Police are warning trucking companies contracted to transport shipping containers from Northport to Auckland to ensure their vehicles meet safety standards or else they'll be written off the road.
The warning follows about half a dozen truck-and-trailer units being written off after failing the standards expected of the police commercial vehicle safety team at a checkpoint on Uretiti along State Highway 1, south of Whangārei, today.
Some truckies were caught bypassing the police checkpoint by driving along rural roads and their truck-and-trailer units were found to have the most safety issues.
In one case, a driver out of Northport didn't even get to pick up a load because he was outside of his driver hours.
Traffic ran smoothly on SH 1 between Whangārei and Auckland after the first of about 800 trucks carrying 1340 containers started the trek south this morning, despite concerns about the impact of trucks hauling Christmas freight from Northland's port.
Trucks came through sporadically— not at the predicted rate of one every five minutes— and traffic is flowing smoothly over the Brynderwyn Ranges.
Police commercial vehicle safety team manager for Auckland and Northland, Senior Sergeant Mike Flatt, said issues his officers have discovered should be picked up daily when the drivers did their checks.
"Most people that are coming through are behaving themselves but it's just disappointing that companies are sending trucks up knowing that they're potentially not up to warrant of fitness or certificate of fitness standards.

_Extracted material_.
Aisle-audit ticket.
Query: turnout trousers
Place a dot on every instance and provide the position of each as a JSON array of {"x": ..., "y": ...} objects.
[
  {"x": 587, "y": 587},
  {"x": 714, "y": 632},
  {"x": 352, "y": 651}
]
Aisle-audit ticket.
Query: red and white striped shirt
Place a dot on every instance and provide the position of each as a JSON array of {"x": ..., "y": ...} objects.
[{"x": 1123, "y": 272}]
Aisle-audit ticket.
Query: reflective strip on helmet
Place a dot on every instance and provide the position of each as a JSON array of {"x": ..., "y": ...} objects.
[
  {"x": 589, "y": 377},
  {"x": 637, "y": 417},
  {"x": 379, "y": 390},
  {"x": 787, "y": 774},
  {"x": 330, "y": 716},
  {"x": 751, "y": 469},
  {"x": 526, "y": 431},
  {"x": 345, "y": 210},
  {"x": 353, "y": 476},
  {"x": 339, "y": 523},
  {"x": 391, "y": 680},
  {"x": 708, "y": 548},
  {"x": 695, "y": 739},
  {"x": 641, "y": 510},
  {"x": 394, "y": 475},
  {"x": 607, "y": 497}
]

---

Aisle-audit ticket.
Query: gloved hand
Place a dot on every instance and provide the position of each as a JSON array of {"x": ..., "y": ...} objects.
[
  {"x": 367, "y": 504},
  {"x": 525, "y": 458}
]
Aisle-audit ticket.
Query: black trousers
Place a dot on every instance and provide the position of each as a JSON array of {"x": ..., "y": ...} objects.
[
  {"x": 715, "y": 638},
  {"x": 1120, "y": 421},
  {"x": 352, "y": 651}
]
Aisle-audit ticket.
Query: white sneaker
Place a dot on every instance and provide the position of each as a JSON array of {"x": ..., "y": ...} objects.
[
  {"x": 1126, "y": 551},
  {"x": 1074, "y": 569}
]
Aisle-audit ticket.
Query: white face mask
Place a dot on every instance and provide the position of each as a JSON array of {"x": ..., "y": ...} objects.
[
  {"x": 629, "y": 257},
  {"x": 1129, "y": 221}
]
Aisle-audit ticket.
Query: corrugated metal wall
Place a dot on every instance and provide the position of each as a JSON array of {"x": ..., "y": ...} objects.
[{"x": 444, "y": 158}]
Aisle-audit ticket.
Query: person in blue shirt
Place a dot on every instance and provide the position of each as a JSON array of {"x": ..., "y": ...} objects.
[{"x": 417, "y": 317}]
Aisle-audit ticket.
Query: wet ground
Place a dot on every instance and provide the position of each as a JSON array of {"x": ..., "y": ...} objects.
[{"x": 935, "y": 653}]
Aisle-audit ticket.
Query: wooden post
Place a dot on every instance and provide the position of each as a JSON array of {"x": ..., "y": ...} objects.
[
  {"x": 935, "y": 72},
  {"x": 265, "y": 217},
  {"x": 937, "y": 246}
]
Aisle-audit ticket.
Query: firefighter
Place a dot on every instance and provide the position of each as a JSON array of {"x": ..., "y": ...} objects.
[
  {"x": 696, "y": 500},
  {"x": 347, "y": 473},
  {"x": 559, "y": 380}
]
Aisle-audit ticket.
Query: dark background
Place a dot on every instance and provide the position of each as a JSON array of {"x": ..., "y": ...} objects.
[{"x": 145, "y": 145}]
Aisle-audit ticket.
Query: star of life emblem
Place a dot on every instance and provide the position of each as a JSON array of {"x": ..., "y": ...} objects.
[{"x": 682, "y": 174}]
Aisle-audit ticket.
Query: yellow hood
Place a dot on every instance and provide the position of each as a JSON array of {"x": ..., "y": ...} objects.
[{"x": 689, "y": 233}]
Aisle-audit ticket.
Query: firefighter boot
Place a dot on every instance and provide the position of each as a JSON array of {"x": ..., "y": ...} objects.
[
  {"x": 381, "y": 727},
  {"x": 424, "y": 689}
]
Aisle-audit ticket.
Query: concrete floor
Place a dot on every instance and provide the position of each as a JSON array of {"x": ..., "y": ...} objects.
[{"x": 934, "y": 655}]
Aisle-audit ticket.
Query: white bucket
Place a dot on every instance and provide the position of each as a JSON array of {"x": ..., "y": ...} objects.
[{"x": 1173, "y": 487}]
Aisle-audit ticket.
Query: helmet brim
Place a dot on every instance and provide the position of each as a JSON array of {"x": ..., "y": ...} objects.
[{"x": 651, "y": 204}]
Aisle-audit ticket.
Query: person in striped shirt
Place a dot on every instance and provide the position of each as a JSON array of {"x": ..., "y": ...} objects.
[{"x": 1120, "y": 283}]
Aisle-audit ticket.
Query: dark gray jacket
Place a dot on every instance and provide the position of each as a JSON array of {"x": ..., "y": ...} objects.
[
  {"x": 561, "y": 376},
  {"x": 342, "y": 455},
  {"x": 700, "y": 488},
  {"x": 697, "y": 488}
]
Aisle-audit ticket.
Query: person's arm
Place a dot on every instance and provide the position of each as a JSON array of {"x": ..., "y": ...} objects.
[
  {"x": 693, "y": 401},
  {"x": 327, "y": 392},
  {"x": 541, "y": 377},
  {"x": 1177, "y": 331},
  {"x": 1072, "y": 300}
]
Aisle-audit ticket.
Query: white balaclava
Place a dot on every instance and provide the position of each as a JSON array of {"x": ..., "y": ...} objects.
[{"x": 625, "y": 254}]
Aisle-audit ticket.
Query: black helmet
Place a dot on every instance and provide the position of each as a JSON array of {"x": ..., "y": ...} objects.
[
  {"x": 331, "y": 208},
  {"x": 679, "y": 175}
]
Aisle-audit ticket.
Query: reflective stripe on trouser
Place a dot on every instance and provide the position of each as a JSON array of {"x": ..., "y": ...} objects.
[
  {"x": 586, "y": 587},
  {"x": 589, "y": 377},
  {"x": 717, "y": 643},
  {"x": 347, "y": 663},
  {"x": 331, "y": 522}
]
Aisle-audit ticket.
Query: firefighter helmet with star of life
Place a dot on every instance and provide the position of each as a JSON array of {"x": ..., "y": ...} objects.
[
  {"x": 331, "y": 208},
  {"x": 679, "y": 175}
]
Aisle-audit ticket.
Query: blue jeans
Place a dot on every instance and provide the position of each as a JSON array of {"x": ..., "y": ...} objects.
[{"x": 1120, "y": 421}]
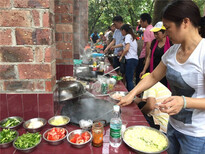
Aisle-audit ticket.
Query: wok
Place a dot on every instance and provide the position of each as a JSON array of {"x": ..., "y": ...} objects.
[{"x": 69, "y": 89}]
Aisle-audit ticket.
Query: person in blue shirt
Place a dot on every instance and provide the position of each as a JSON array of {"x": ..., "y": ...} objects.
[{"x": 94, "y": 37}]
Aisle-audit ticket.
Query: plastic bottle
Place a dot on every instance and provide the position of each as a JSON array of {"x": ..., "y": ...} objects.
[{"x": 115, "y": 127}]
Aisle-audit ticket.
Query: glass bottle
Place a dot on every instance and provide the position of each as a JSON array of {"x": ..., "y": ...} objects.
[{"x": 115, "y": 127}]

_Your tasks_.
[1] According to the truck safety report, where was the police checkpoint set up?
[2] Swap "daily" for "weekly" in everything from "Police commercial vehicle safety team manager" down to "did their checks." in the truck safety report, and write out that passage with the change.

_Task-by-task solutions_.
[1] At Uretiti along State Highway 1, south of Whangārei.

[2]
Police commercial vehicle safety team manager for Auckland and Northland, Senior Sergeant Mike Flatt, said issues his officers have discovered should be picked up weekly when the drivers did their checks.